→ **Selected text**:
Segment Open
The Staged-Compiler Pattern: Chaining AI Skills from Strategy to Production

The Staged-Compiler Pattern

TL;DR: Structure AI-heavy knowledge work as compilers: numbered stages with machine-readable JSON contracts between them, human approval gates at the points of irreversibility, and self-QA as an explicit stage. For strategy→production work, use two compilers joined by one frozen contract — a research compiler (expensive, durable, compounding) and a production compiler (cheap, disposable, regenerable) — because the two layers have different cadence, craft, and economics. Scale comes from parallel agent fan-out off one central briefing file: diversity by design, not by luck.

The pattern in one picture

inputs ──▶ [ RESEARCH COMPILER ]──▶ units.json ──▶ [ PRODUCTION COMPILER ] ──▶ brief packages
            stages 0..6              (frozen          stages 0..5
            gates: scope,             contract,        gates: concept
            confirmation,             stable IDs)      approval, final QA
            sign-off
                  ▲                                          │
                  └────────── field results ◀────────────────┘
                          (IDs map results back)

The worked instance is a paid-social pipeline — marketing/evidence-graded-audience-research as the research compiler, marketing/prescriptive-production-briefs as the production compiler — but nothing in the pattern is marketing-specific. It generalizes to any work that splits into “expensive analysis that compounds” and “cheap synthesis that regenerates.”

Why two compilers instead of one pipeline

The layers differ on three axes, and merging them forces the wrong economics on both:

	Research compiler	Production compiler
Cadence	Weeks–months; revised by field evidence	Hours–days; regenerated per wave
Craft	Evidence discipline, judgment, calibration	Prescriptive serialization, consistency
Economics	Expensive, durable, compounding asset	Cheap, disposable compilation

The operating rule that falls out: research is durable, scenarios regenerate. If a brief is wrong, recompile it from the unit. If a unit is wrong, that’s a research event — it goes back through the research compiler’s feedback stage, not patched downstream. (The same asymmetry as source code vs build artifacts — hence “compiler.”)
Segment Closed
→ **Required actions**:
- a) According to the staged-compiler article, what happens when a unit turns out to be wrong?
- b) Extract the passage of the staged-compiler article from "The Staged-Compiler Pattern: Chaining" to "not by luck.".
- c) Write what comes next in the staged-compiler article, picking up after its final sentence.
This data has no connection to the staged-compiler article.

Recorded data
Segment Open
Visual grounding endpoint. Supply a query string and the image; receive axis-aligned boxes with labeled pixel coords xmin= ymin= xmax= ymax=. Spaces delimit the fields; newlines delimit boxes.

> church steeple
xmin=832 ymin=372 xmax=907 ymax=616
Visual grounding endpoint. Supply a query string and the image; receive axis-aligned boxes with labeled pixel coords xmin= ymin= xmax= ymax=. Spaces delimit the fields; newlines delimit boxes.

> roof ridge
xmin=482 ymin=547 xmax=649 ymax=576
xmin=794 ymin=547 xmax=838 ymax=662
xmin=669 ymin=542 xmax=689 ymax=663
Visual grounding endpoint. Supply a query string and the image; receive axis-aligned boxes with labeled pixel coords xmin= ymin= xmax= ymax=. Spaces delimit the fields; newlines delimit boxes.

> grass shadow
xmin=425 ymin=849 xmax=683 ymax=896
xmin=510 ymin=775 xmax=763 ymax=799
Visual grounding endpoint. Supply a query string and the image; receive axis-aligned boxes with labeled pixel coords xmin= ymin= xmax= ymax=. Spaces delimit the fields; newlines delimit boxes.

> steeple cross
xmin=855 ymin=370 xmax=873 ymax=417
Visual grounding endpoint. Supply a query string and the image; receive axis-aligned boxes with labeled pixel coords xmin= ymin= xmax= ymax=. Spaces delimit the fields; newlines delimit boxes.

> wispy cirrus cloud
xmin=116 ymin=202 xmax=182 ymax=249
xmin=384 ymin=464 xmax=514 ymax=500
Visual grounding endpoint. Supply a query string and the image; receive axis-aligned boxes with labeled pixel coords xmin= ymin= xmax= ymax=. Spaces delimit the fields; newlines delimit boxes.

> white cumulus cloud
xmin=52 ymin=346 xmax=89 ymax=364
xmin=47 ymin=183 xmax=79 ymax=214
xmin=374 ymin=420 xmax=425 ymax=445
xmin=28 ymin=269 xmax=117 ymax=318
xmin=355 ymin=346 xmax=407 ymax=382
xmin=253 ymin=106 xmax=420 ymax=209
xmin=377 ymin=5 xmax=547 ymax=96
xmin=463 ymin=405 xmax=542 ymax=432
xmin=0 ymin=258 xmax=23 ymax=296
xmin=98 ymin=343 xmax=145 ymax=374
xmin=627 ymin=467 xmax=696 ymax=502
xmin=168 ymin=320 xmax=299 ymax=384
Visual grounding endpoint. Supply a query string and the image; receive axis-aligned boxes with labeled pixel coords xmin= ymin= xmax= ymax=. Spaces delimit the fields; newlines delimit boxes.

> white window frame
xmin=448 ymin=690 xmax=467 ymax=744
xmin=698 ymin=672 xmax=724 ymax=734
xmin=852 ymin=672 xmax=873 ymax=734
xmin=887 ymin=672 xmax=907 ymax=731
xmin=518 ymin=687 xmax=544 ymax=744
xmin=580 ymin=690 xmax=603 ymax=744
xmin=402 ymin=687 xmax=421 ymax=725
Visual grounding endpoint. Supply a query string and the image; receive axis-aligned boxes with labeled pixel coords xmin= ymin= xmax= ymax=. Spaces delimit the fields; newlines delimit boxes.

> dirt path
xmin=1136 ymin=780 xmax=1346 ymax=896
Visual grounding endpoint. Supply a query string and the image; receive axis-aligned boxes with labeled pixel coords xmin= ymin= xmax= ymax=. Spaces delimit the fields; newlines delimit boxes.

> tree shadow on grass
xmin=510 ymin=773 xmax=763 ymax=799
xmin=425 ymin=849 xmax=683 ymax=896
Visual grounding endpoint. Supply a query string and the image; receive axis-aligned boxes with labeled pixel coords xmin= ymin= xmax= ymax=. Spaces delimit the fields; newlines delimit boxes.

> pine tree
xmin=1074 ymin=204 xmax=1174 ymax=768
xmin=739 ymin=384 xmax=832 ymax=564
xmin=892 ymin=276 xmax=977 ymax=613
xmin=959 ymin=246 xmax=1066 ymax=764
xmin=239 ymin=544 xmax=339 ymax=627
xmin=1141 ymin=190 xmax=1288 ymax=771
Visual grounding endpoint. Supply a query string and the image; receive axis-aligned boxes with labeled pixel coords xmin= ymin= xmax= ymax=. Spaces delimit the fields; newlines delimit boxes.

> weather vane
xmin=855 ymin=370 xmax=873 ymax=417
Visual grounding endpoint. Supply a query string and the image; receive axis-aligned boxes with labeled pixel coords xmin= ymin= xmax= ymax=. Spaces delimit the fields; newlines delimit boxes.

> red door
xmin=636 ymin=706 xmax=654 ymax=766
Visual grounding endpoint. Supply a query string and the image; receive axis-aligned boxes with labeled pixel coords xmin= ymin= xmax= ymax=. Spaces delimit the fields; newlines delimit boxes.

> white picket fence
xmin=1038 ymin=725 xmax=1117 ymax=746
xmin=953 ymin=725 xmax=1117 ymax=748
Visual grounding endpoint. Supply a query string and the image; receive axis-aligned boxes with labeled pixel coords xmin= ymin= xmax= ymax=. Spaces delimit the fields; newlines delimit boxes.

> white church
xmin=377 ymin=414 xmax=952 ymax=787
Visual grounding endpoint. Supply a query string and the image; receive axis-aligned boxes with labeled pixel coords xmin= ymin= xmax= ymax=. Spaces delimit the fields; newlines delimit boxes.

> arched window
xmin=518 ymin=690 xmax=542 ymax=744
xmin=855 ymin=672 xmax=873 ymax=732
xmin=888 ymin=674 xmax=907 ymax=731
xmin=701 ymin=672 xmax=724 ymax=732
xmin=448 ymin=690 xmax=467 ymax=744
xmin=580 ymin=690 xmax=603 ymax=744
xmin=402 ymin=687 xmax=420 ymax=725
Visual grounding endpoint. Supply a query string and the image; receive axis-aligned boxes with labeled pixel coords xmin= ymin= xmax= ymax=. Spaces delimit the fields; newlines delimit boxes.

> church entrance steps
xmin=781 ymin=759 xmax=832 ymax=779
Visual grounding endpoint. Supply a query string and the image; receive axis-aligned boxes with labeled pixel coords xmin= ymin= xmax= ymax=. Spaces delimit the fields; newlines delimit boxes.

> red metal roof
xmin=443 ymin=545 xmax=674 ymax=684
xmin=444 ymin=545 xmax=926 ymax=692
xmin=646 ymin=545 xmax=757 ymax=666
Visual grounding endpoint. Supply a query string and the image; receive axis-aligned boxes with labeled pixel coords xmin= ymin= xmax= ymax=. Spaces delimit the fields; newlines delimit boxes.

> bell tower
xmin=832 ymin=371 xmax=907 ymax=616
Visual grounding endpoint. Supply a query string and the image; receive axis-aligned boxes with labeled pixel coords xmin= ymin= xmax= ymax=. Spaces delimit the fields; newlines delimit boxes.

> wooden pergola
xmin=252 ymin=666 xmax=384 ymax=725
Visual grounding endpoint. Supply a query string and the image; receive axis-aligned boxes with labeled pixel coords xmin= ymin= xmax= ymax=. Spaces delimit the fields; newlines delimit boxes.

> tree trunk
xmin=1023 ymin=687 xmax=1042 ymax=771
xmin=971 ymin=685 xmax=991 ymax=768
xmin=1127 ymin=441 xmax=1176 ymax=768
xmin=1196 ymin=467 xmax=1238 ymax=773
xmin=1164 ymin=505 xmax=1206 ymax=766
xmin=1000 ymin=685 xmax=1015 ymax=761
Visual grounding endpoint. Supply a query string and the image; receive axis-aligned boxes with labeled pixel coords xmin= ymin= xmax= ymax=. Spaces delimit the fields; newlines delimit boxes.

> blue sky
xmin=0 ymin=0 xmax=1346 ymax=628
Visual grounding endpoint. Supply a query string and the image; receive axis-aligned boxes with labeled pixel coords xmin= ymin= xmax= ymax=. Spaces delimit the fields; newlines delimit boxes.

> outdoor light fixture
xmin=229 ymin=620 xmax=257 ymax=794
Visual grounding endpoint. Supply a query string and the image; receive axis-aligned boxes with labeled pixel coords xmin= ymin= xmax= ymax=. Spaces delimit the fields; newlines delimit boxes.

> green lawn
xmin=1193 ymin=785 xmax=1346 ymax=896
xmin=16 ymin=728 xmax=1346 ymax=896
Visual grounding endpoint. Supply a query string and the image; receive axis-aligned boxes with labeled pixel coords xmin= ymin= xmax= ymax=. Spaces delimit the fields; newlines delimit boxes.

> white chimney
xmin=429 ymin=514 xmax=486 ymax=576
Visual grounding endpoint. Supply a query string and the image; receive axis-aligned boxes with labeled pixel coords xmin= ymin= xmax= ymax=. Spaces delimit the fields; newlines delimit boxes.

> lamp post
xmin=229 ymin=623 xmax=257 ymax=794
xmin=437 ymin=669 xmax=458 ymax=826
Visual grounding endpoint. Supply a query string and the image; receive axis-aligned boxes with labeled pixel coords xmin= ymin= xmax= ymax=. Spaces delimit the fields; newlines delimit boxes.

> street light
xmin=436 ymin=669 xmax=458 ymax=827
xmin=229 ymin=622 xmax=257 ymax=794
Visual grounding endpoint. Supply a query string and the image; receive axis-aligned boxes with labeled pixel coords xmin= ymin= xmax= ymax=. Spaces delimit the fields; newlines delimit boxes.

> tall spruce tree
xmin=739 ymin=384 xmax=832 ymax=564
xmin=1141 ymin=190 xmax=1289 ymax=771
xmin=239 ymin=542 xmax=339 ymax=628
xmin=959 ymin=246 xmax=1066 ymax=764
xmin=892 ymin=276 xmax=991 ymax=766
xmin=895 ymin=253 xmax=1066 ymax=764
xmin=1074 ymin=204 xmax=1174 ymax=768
Segment Closed
→ **Answers for the exercise**:
- a) It is treated as a research event and goes back through the research compiler's feedback stage instead of being patched downstream.

- b)
The Staged-Compiler Pattern: Chaining AI Skills from Strategy to Production

The Staged-Compiler Pattern

TL;DR: Structure AI-heavy knowledge work as compilers: numbered stages with machine-readable JSON contracts between them, human approval gates at the points of irreversibility, and self-QA as an explicit stage. For strategy→production work, use two compilers joined by one frozen contract — a research compiler (expensive, durable, compounding) and a production compiler (cheap, disposable, regenerable) — because the two layers have different cadence, craft, and economics. Scale comes from parallel agent fan-out off one central briefing file: diversity by design, not by luck.

- c)
The contract is what makes the split safe. The research compiler’s output is a frozen, machine-readable file (units.json) with stable IDs; the production compiler refuses input that isn’t signed off. Post-sign-off changes append new IDs — never renumber — so every downstream artifact keeps resolving.

Staged-compiler anatomy

Five properties define the pattern:

Numbered stages with typed artifacts. Each stage emits a named file (digest, unit table, load manifest, brief). Stages are resumable and auditable; you can re-run stage 4 without re-paying for stages 0–3.
JSON contracts at the boundaries. Structured artifacts between stages, prose only inside them. This is the workflows-not-agents end of Anthropic’s spectrum (“Building Effective Agents,” Dec 2024): predefined code paths with checks at intermediate steps, chosen deliberately over letting a model dynamically direct the whole process — for work where predictability beats flexibility.
Human gates at the points of irreversibility. Not everywhere — only where a wrong call poisons everything downstream: research scope (before expensive fetching), audience confirmation (before everything built on it), final sign-off (before IDs freeze). Between gates, the machine runs at machine speed.
Self-QA as a stage, not a virtue. An explicit checklist gate (evidence-or-hypothesis grading upstream; a prescriptiveness/compliance checklist downstream; similarity audit in batch mode). The QA artifact is the substance of the human gate — the human reviews a verdict, not raw output.
Feedback as a first-class input. Field results re-enter the research compiler and re-rank the queue. The mechanism is mechanical, not aspirational: output names encode unit IDs, so a results export maps back to units automatically, with failure attribution at the right level (execution vs angle vs audience).

Auto-generated claims need a compliance gate

There’s a gate that doesn’t exist when the production compiler stops at a brief but becomes mandatory the moment its terminal stage auto-generates finished copy: a human fact-check and platform-policy pass before any spend.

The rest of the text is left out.